• [Source text]:
■ ■ ■ ■ ■ ■ ■

Actors often set out to write a project for themselves upon industry advice as a way to increase exposure and create content that highlights the “roles they want to play” or how they hope the industry will see them for the casting process, but there’s a major problem with this approach. Now, while there’s nothing wrong with writing a vehicle for yourself, that’s very different than writing “yourself” into a script and the difference is consequential.
I can immediately identify an actor-written script where they wrote themselves into the lead role. The reason they’re so identifiable is the same reason why they’re often so ineffective: In these scripts, there’s always a cast of delightful, unique, sharp characters in the world of the story that all revolve around a very dull, straight-forward central protagonist.
No one sets out to write a dull protagonist, but when we base that protagonist upon ourselves, we make two mistakes.
1. We are often incapable or unwilling to look at what makes great characters: their vulnerabilities and flaws.
2. We want to include so much of our complex selves into our 90-page feature that it ends up feeling flat.
So let’s tackle that first problem. We’re in the habit as humans and especially as actors of identifying ourselves positive trait-forward. Essentially, we’ve been taught to pitch ourselves like a dating profile: “I’m smart and funny, I like to read, I love tacos, and my greatest flaw is that sometimes I work a little too hard for the things I’m passionate about.” Unfortunately, this might be a great hire and a good date, but this is not an interesting character to watch.

■ ■ ■ ■ ■ ■ ■

• [Data section]:
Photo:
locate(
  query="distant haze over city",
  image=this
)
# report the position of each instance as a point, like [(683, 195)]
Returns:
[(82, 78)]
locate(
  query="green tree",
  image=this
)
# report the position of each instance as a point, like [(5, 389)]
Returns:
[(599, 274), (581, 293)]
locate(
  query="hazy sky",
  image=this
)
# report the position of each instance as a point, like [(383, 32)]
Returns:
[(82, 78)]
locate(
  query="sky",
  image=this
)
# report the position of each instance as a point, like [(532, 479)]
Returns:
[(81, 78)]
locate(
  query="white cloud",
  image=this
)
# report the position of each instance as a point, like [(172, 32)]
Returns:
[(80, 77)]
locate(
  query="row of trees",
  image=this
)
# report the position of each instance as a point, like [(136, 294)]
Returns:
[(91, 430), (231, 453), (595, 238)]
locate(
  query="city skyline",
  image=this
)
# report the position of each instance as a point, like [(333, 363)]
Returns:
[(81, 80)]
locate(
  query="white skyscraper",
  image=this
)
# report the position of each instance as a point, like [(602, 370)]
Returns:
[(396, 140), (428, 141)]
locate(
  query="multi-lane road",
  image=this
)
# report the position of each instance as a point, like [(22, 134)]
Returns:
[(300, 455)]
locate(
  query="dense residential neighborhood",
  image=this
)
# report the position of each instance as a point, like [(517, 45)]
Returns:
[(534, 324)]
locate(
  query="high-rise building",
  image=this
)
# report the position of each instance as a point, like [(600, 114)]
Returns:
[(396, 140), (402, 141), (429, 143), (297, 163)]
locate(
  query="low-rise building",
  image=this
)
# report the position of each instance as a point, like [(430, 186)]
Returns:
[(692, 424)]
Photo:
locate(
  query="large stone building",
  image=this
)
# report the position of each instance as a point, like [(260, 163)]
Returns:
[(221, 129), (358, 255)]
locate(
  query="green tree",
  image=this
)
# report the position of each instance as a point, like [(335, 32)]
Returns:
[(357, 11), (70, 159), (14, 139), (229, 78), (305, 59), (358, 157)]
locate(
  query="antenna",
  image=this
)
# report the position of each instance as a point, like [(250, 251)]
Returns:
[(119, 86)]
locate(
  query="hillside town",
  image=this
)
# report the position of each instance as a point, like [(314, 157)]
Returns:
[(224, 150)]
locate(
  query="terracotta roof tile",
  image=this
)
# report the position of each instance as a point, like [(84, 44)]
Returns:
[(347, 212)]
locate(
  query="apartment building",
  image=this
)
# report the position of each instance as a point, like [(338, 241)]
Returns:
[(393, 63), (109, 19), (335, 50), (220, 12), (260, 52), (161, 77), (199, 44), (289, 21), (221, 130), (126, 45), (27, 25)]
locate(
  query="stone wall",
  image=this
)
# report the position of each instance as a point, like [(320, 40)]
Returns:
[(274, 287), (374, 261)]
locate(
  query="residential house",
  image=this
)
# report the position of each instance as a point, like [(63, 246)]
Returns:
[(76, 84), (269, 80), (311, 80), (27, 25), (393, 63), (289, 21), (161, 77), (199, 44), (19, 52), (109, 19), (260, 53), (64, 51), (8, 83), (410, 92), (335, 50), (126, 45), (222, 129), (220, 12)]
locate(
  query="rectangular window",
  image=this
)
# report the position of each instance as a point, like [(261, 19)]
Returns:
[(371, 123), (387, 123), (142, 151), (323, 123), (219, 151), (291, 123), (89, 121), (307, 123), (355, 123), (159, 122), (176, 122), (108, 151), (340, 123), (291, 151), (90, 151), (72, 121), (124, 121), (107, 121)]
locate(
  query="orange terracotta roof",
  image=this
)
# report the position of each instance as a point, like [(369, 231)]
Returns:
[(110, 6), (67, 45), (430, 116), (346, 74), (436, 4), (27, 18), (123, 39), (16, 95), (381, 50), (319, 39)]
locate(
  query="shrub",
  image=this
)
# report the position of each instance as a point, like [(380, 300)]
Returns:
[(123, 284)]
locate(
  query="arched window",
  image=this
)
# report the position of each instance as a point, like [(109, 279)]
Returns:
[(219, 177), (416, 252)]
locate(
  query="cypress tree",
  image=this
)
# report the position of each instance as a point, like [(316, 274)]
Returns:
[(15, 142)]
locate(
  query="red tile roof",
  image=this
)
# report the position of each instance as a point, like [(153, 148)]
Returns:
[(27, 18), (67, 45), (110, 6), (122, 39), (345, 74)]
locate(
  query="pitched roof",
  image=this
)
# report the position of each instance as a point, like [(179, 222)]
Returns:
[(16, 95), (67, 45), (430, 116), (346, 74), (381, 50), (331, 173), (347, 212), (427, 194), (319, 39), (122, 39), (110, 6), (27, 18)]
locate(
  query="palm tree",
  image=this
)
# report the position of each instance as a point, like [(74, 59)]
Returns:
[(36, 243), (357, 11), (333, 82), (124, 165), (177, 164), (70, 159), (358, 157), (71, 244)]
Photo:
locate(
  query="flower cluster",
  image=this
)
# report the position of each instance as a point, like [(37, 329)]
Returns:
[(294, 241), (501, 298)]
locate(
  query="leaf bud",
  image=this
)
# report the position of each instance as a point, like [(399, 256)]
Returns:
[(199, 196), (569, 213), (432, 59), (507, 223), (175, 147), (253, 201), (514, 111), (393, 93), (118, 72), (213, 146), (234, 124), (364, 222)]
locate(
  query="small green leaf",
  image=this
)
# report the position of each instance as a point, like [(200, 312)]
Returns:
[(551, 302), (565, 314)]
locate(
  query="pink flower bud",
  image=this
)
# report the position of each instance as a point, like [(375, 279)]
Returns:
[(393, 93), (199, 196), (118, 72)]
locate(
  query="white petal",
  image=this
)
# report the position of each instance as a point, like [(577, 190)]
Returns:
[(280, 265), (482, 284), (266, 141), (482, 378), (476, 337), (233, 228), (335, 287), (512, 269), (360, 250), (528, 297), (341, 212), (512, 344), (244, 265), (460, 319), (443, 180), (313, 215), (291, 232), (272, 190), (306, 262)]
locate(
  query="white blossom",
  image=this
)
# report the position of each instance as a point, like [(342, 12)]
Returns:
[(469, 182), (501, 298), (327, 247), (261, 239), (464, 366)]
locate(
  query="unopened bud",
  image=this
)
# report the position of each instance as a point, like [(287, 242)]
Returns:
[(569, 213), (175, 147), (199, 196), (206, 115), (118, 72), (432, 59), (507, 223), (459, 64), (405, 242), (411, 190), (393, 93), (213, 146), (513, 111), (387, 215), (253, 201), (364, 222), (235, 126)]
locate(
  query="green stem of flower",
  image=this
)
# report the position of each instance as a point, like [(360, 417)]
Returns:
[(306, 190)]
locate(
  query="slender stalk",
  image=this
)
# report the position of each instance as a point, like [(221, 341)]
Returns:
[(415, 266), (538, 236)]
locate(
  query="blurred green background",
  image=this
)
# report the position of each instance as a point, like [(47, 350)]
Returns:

■ ■ ■ ■ ■ ■ ■

• [Written task 1]: Reproduce the part of the essay on actor-written scripts starting at "1. We are often" and ending at "up feeling flat.".
• [Written task 2]: Pick out each line of the listing above that contains the word "white", and copy those lines.

• [Finished answer 1]:
1. We are often incapable or unwilling to look at what makes great characters: their vulnerabilities and flaws.
2. We want to include so much of our complex selves into our 90-page feature that it ends up feeling flat.

• [Finished answer 2]:
  query="white cloud",
  query="white skyscraper",
  query="white petal",
  query="white blossom",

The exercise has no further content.